DOCUMENT TEXT:
As happens in many organizations not used to admitting fault, there has to be a fall guy. The guy at the top can never be wrong, and clearly the whole organization can't be wrong. So one (or sometimes a few) person who was high enough to be important has to be blamed for the problems and get punished for it.
You see this happen in other places. Militaries it is pretty common. There's a major fuckup and the person at the top doesn't get punished, a mid level general does. There's no overall change of the organization and the top commanders take no responsibility, a fall guy is chosen and they internally pat themselves on the back for fixing the problem.
You apparently didn't watch the keynote where blow himself gushed about the clever integrated antenna/case design. It's one of those instances where they just couldn't get over how clever their 'design' was.

WORK REQUIRED: Carry on the passage about organizations picking a fall guy, starting right after its last sentence.

EXTRACTED ENTRIES:

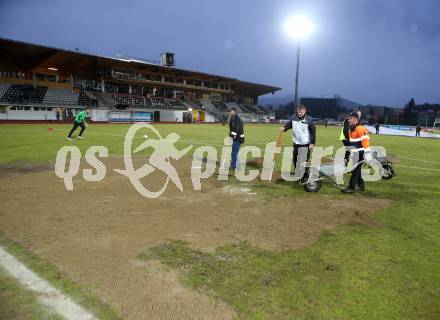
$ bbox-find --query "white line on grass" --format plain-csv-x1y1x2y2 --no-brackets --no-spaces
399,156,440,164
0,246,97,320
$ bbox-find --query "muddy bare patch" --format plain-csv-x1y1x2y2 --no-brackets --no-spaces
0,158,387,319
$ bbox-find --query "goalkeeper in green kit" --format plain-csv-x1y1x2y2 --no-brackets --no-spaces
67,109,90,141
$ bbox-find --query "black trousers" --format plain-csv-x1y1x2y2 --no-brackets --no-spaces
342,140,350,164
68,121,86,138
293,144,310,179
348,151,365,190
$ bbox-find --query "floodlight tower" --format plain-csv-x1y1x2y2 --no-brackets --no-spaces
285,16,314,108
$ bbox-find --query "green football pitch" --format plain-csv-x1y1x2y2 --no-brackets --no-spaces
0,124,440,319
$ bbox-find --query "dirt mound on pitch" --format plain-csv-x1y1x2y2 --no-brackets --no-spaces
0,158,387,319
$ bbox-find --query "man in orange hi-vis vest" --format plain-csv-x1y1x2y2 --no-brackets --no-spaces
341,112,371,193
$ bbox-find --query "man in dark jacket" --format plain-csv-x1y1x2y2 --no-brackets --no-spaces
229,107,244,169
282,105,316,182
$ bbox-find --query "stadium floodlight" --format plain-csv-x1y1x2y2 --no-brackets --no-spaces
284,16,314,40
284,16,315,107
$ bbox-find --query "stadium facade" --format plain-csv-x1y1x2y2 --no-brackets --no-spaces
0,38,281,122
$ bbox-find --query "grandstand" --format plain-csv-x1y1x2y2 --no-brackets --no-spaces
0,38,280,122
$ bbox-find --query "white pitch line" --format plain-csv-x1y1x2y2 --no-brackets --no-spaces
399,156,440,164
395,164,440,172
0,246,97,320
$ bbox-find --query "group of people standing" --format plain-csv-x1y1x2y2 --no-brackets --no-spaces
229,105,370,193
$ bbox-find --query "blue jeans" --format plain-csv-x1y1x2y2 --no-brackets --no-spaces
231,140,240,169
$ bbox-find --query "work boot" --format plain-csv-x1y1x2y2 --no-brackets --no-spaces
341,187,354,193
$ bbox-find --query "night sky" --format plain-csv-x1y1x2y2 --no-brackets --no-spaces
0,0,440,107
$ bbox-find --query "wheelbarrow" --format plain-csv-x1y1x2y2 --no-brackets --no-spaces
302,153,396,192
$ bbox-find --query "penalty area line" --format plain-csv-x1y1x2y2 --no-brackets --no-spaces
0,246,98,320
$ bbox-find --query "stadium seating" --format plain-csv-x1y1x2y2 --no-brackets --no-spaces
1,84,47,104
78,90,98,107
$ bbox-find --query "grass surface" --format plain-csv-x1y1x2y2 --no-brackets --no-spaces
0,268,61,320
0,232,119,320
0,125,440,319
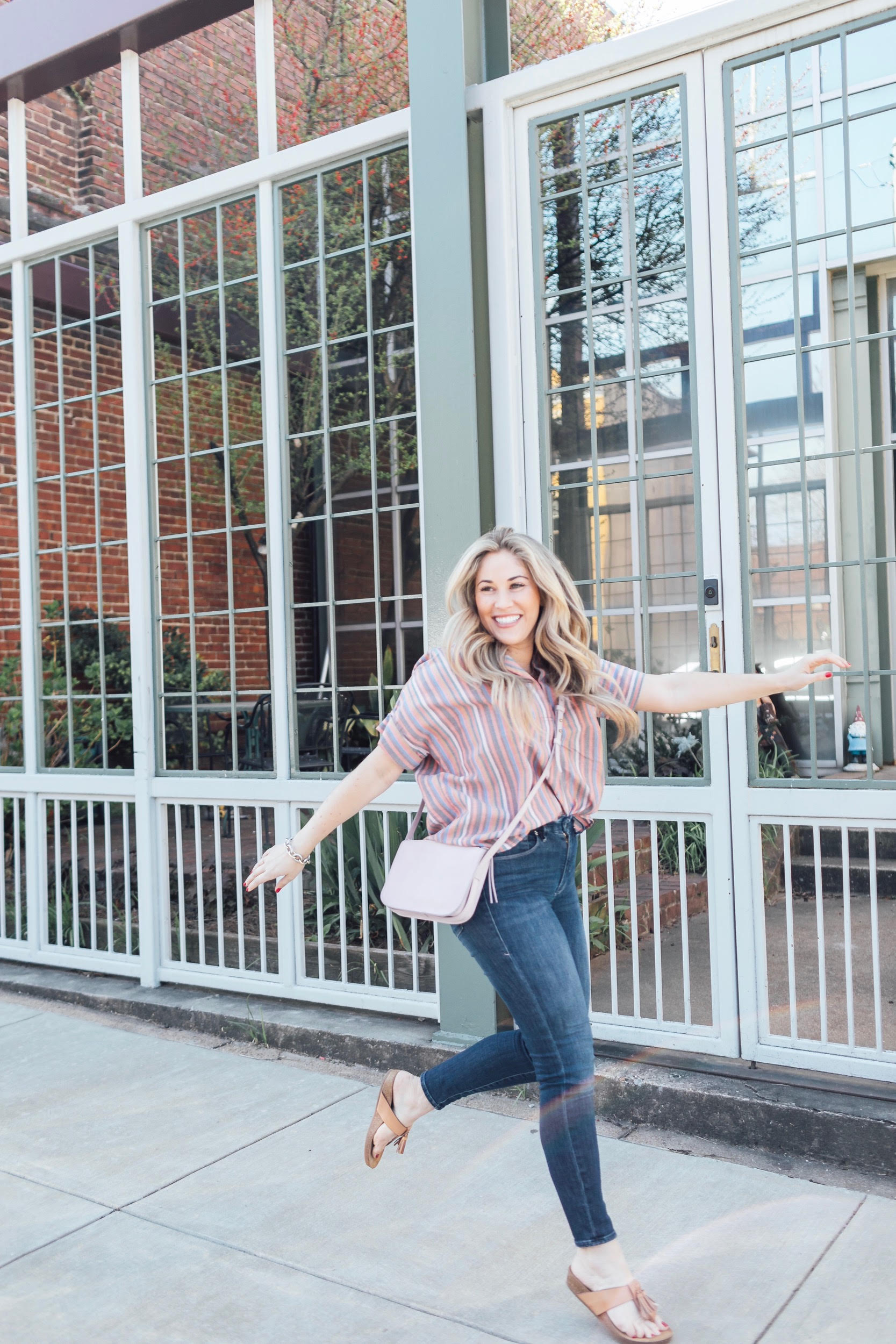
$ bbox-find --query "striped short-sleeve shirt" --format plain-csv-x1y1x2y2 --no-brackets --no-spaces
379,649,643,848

RESPONSE TO THIS TASK:
I just have to wonder what was in the conversation between Jobs and Papermaster. If Papermaster is the true mastermind of antennagate, may the heavens have mercy on his soul... Jobs would be pissed .
...and...so what? Jobs would have a hissy fit and stamp his feet and cry? He'd throw a bamboo latte at him?
A five-year-old girl could beat up Steve Jobs.
Advice: on VPS providers
Not sure how you got any of that from the multitude of Apple stories that have been going on everywhere.
Apple first said their customers where holding it wrong. People posted montage videos of Apple ads/commercials of people holding it in exactly the way that makes the phone drop calls.
Then Apple said that *an additional problem with the phone* was the cause of a perceived problem with the phone. Somehow these two problems were to cancel out and owners of the phone were supposed to feel better about this. All iphones have been misreporting their ability to perform their (arguably) primary function and this is being spun as a *solution* to the problem of dropped calls. Nice job, this problem just got swept under the rug, but people were still unable to make calls. The attenuation problem that they claimed all phones had was linked with this supposedly because the user was looking at a call barely connected and when the grip changed the position of the phone, the reception changed and a call was dropped. This was called normal.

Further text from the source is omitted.